### [Aim]
In the forum post, give everything from "It feels like" down to "it's supposed to." again, substituting "surprising" for "counter-intuitive".

[llvm] [VPlan] Don't apply predication discount to non-originally-predicated blocks (PR #160449)

Wed Sep 24 00:46:48 PDT 2025

david-arm wrote:

I'm not sure if this statement is quite right:

`This is likely inaccurate because we can expect a tail folded instruction to be executed on every iteration bar the last.`

In one of the tests changed by this patch the loop has a low trip count of 7. Suppose we chose a VF of 16, then doesn't that mean that only 7 out of 16 scalar instructions are being executed? That takes us back to `getPredBlockCostDivisor` returning a value of 2 I think.

It feels like there are three different problems here:

1. Known low trip counts. Unless the trip count is an exact multiple of the VF, we know for sure that `getPredBlockCostDivisor` should return a number greater than 1 and in some cases may be even higher than 2 (TC=4/VF=16, etc.). I understand the intent of the patch is to not vectorise by making all the costs higher, but it feels counter-intuitive as the function isn't actually returning the value it's supposed to.

### [Extracted information]
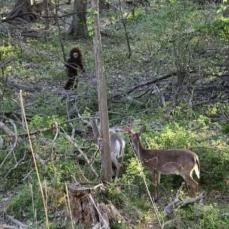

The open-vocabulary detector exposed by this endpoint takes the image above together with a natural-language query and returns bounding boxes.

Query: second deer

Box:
[126,128,200,200]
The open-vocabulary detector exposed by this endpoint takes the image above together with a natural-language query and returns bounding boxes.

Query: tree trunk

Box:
[69,0,88,39]
[6,0,36,22]
[91,0,112,182]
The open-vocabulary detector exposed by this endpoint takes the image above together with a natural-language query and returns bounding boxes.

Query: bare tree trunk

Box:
[69,0,88,38]
[5,0,36,22]
[91,0,112,182]
[43,0,49,29]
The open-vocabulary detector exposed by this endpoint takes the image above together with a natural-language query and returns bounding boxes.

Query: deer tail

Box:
[194,156,200,179]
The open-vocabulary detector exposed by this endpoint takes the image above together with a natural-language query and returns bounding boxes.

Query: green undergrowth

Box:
[0,1,229,229]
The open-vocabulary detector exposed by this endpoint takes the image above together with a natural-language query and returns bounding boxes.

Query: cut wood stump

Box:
[68,183,110,229]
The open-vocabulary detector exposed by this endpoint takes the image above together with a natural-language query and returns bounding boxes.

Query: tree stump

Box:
[68,183,110,229]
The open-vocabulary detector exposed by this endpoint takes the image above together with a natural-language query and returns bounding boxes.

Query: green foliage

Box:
[174,204,229,229]
[30,115,65,129]
[7,184,44,220]
[208,17,229,41]
[44,159,79,188]
[146,122,197,149]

### [Answer in full]
It feels like there are three different problems here:

1. Known low trip counts. Unless the trip count is an exact multiple of the VF, we know for sure that `getPredBlockCostDivisor` should return a number greater than 1 and in some cases may be even higher than 2 (TC=4/VF=16, etc.). I understand the intent of the patch is to not vectorise by making all the costs higher, but it feels surprising as the function isn't actually returning the value it's supposed to.